> [Data in this exercise]:
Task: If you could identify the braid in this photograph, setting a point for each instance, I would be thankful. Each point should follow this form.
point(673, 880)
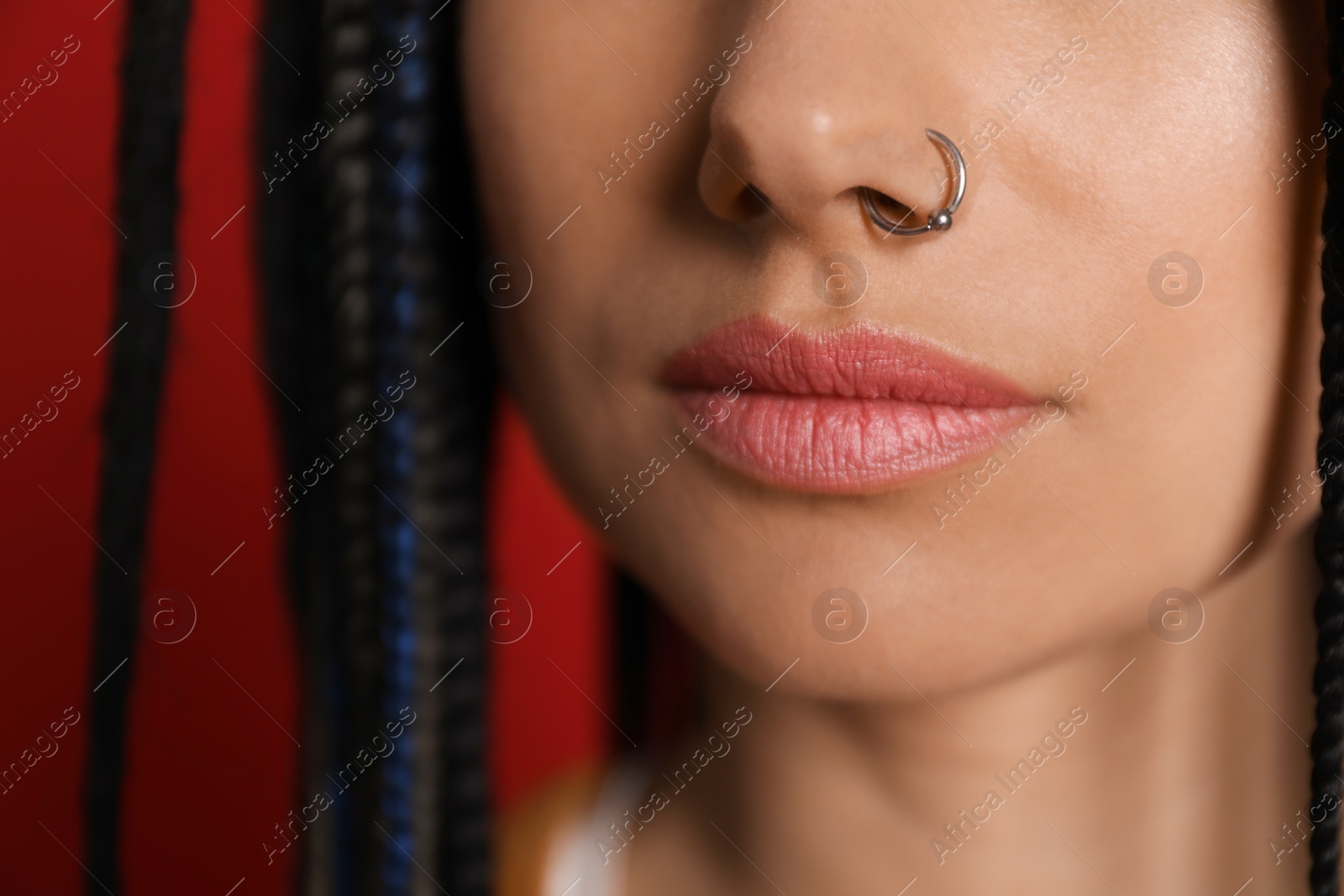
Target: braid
point(1328, 683)
point(349, 161)
point(400, 302)
point(151, 123)
point(464, 371)
point(299, 335)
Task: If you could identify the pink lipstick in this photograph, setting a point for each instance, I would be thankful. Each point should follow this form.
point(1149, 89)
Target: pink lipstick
point(847, 411)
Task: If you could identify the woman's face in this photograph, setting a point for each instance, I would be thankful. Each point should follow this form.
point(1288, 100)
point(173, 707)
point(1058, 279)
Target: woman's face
point(1001, 439)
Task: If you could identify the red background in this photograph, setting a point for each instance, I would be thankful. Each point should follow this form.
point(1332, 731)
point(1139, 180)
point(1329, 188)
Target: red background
point(214, 718)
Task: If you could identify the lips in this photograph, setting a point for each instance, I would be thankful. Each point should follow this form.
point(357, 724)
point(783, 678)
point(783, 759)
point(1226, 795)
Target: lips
point(850, 411)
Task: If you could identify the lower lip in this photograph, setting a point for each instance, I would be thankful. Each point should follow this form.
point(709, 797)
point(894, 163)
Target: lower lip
point(840, 445)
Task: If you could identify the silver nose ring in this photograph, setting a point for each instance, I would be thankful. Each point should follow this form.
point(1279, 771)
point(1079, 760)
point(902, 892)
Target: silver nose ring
point(940, 217)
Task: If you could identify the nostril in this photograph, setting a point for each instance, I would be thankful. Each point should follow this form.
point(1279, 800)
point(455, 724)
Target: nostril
point(752, 203)
point(891, 208)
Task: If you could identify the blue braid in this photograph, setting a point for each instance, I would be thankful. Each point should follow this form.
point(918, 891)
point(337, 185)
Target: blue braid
point(400, 298)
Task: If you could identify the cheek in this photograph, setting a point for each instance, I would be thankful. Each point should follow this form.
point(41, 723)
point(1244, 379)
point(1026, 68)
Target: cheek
point(1152, 479)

> [Exercise requirements]:
Reproduce all of the records above word for word, leaving out the picture.

> [Task response]:
Task: If you could identify the braid in this photograph, setting a point for each instance, I would be thankful. Each point should follow this form.
point(673, 880)
Target: braid
point(1328, 683)
point(349, 161)
point(400, 302)
point(151, 123)
point(464, 371)
point(299, 335)
Task: If you could identify the pink lipstick in this photograph, setting a point for each instance, I would be thankful. Each point should follow this form.
point(1149, 89)
Target: pink lipstick
point(847, 411)
Task: If you could identify the woman's face in this photograph, setting a point for each instance, I would be thankful. Each point should follow this form.
point(1288, 100)
point(173, 707)
point(1058, 279)
Target: woman's face
point(1001, 439)
Task: If you could identify the red background in this photograph, setting a point for each instance, I would be thankful. Each point should follow this form.
point(1332, 731)
point(1139, 180)
point(1329, 188)
Target: red background
point(214, 718)
Task: If you could identify the lips in this photograph, setting a point for each instance, I would be thankful. Each point should follow this form.
point(357, 724)
point(783, 678)
point(783, 759)
point(1226, 795)
Target: lips
point(850, 411)
Task: If you could identify the lower lip in this photograph, setting a point for each instance, I would be thankful. Each point should follow this form.
point(709, 797)
point(894, 163)
Target: lower lip
point(840, 445)
Task: If you could identify the silver nose ring in this photograph, setting a point for each instance, I would be thankful. Each point should follow this form.
point(1279, 771)
point(1079, 760)
point(902, 892)
Target: silver nose ring
point(940, 217)
Task: If you could identify the nostril in this photograph, setting a point for each instance, I would be thankful. Each point should follow this form.
point(1279, 800)
point(455, 724)
Target: nostril
point(752, 203)
point(891, 208)
Task: If you could identify the blue braid in this photograph, setting a point for each instance, I would be thankful. Each point should follow this form.
point(918, 891)
point(337, 185)
Target: blue braid
point(400, 298)
Task: If you could identify the cheek in this photograph, setting a point for each instance, I would be thankful. Each point should follow this form.
point(41, 723)
point(1244, 379)
point(1026, 68)
Target: cheek
point(1152, 479)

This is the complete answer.